Source text:
----------------

The ‘Audio/Visual’ night at New River Studios put on by Daisy Dickinson in December at the end of 2016 was already interesting in terms of form, being explicit about the event being of a definite collaborative and multimedia nature. A greater visual emphasis compared to audio is hardly rare within the broadly ‘inter media’ realm of performance this show could be categorized within, or indeed within the growing popularity with which lights and visual effects are greeted in the live music world. What was pleasing about this particular show was how the music seemed to flow freely in response to the visuals rather than the visuals acting as mere accompaniment or sideshow.
Dickinson clearly has a fine eye for collaboration, having worked with 90s post-rock group Seefeel on tour and worked on videos with Perfume Genius and Deerhoof among others. With this particular line-up she bought together three well-seasoned and innovative collaborations, each bringing an improvisational live-ness to the fore. While Dickinson’s tour and video work is obviously of some repute, it was the performative nature of both the visual and audio in each act that made for free flowing and stimulating experiences.
First up were OvO, a collaboration of Bo Ningen drummer Monchan Monna with media artist Noriko Okaku, with their performance of ‘Untitled no 2’. Reeling through old footage of old childhood holiday style film to sparse and spatial cymbals, Okaku slowly vocalises memories in stilted spoken word and the piece gradually fragments and decays into cartoonish glitches and edits from the film, taken along by growing percussiveness such that the visual fragments of childhood begin to dance with themselves and their distortions amid intensifying post-rock noise. Through and from the chaos of Okaku’s visual overloading of memory ablaze in its own fragmentariness, Monna crashes into a frenetic swirl of beats and cymbals to the concluding all white screen left behind by Okaku.
The overall impression the piece leaves is of the growing feedback of a memory retracing itself over and over again to the point of complete distortion such that the original content is subsumed in visual and audio noise. It’s pure frenzy as the mediums ebb and flow in intensifying exchanges of energy. You’re left with the idea that the very act of memorizing is an act of creation and the breadth of Ovo’s audio and visual timbres and intensities serve to show the full palette available for doing it.

----------------

Items:
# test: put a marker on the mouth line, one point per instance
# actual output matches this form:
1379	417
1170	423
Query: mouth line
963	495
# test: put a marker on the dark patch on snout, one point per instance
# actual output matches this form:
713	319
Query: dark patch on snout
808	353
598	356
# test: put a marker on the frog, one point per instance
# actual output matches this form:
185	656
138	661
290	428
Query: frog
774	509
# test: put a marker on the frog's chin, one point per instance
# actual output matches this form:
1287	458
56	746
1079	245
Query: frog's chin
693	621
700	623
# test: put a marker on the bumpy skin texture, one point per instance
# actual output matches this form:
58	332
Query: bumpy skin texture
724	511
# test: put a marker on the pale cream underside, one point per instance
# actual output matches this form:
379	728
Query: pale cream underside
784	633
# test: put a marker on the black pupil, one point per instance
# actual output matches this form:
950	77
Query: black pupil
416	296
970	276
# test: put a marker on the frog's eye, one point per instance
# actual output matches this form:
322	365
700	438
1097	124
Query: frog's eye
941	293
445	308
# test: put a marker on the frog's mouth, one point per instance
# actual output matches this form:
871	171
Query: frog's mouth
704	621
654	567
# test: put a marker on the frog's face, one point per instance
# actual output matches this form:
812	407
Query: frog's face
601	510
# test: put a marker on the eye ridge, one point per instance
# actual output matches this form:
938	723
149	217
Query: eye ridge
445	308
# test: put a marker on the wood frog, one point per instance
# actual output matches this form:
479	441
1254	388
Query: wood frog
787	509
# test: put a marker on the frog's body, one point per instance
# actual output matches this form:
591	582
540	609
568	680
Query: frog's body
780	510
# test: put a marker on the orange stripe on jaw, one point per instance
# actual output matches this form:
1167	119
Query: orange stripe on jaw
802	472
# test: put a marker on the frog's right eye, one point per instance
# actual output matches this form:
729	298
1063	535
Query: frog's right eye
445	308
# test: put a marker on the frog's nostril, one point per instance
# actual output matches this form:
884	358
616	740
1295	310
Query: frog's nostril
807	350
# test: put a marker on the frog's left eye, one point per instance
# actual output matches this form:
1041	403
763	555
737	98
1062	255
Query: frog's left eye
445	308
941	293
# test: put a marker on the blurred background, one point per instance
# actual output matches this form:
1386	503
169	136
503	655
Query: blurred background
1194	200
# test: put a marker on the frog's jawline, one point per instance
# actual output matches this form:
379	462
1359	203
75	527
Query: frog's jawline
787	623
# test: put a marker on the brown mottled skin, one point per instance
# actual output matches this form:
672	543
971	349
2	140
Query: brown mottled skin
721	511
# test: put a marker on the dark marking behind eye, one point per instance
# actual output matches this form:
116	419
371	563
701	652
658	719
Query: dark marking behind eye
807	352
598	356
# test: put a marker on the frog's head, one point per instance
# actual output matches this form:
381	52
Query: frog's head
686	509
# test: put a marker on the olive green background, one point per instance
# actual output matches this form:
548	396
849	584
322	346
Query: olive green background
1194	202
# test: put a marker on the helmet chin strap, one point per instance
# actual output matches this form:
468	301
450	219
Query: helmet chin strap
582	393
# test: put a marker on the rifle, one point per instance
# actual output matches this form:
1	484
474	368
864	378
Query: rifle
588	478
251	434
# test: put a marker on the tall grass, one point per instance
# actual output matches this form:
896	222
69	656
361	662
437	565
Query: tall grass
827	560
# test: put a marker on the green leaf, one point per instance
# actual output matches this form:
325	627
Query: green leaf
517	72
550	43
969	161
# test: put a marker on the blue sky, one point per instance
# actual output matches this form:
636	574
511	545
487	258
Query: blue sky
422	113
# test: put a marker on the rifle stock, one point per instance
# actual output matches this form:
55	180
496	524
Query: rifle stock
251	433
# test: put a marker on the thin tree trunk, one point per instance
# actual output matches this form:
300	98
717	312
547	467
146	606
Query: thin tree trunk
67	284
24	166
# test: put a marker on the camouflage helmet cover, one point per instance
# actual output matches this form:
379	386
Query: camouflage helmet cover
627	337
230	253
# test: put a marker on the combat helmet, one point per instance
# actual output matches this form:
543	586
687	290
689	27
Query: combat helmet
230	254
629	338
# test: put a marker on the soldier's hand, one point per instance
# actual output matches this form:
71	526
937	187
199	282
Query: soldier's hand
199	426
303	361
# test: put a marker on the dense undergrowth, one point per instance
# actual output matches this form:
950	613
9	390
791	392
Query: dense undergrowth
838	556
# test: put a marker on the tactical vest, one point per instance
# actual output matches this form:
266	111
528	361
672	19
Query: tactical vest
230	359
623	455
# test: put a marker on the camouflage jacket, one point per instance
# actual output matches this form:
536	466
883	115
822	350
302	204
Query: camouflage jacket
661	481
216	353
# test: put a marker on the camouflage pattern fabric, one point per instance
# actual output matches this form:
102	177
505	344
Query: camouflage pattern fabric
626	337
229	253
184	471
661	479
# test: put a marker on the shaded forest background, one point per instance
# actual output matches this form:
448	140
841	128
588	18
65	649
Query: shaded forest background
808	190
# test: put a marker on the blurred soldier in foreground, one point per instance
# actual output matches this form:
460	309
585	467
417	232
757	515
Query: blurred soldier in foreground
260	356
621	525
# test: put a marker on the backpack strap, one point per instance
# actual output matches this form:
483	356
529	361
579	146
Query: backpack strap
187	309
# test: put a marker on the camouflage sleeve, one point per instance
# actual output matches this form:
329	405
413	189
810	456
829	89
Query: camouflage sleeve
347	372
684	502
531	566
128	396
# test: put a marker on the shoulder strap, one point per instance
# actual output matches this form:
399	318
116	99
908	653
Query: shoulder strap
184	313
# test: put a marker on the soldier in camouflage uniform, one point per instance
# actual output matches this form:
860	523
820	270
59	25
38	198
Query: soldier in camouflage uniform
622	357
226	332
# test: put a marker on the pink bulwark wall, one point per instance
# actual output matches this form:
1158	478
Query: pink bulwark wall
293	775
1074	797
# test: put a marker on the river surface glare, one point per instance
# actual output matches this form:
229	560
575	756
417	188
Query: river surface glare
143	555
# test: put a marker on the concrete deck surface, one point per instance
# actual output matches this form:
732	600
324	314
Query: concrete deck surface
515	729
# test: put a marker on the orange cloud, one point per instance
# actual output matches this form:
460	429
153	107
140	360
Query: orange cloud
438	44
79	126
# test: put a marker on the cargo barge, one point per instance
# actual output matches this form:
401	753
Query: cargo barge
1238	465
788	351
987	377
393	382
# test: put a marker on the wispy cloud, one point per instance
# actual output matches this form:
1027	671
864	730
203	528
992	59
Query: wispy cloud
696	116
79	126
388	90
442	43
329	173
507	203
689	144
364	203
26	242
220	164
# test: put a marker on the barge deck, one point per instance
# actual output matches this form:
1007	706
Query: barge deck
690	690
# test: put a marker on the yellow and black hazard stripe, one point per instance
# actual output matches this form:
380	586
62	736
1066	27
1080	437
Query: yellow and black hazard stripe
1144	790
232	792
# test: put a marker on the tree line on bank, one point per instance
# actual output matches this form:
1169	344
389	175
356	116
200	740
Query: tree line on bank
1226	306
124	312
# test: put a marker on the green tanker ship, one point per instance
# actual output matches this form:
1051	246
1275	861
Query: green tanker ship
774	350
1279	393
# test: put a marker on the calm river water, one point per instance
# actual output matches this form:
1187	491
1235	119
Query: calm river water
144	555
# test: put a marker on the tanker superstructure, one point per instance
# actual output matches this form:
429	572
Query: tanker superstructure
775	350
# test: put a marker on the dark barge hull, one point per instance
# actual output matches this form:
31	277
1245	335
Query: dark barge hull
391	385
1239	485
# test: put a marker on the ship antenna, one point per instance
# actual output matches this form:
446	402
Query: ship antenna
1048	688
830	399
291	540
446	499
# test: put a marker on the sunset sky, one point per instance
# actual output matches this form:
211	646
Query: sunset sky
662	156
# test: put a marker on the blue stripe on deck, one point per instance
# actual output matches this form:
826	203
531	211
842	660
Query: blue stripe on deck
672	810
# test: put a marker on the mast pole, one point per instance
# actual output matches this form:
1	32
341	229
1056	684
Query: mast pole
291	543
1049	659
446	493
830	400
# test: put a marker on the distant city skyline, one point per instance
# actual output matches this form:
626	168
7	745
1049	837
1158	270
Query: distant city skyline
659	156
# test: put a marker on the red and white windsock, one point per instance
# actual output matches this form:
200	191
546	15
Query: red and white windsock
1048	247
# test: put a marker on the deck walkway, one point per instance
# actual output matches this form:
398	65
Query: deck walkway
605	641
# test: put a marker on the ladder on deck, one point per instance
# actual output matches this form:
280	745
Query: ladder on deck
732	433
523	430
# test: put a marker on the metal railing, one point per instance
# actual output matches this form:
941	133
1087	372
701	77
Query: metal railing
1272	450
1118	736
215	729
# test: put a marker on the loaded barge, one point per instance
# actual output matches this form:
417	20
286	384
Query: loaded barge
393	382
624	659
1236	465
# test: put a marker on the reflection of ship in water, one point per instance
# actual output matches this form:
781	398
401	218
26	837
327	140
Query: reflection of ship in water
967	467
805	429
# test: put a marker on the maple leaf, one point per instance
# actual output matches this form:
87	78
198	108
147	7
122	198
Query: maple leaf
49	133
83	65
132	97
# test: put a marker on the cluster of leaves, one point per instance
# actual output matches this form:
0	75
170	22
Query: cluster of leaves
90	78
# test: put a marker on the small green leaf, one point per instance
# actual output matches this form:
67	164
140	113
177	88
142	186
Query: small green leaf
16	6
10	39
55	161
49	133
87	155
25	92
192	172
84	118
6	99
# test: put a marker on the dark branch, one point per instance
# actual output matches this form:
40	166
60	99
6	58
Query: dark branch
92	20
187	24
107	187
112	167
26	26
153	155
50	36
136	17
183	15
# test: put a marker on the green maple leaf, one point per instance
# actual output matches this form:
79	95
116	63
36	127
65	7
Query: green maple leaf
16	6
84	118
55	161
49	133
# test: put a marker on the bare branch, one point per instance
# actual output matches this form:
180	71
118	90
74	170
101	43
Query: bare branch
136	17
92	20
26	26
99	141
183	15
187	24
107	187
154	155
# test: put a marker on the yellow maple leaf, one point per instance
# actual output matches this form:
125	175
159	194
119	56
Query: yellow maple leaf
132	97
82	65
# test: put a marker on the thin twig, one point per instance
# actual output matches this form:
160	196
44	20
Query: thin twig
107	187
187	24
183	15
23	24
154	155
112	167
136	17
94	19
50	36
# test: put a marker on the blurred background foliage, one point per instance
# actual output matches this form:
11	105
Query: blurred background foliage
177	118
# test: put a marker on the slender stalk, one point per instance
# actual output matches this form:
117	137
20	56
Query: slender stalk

----------------

Written task 1: Decide whether each statement agrees with the review of the New River Studios night. For each one, answer yes or no and quote the words of the review that decide it. (a) Dickinson has worked on videos with Perfume Genius and Deerhoof. (b) Monchan Monna plays drums in Seefeel. (c) The OvO piece ends on an all-black screen.
Written task 2: Return the stretch of the review of the New River Studios night from "The overall impression" through "for doing it.", copied word for word.

Correct answer 1:
(a) Yes: "worked on videos with Perfume Genius and Deerhoof among others"
(b) No: "Bo Ningen drummer Monchan Monna"
(c) No: "the concluding all white screen left behind by Okaku"

Correct answer 2:
The overall impression the piece leaves is of the growing feedback of a memory retracing itself over and over again to the point of complete distortion such that the original content is subsumed in visual and audio noise. It’s pure frenzy as the mediums ebb and flow in intensifying exchanges of energy. You’re left with the idea that the very act of memorizing is an act of creation and the breadth of Ovo’s audio and visual timbres and intensities serve to show the full palette available for doing it.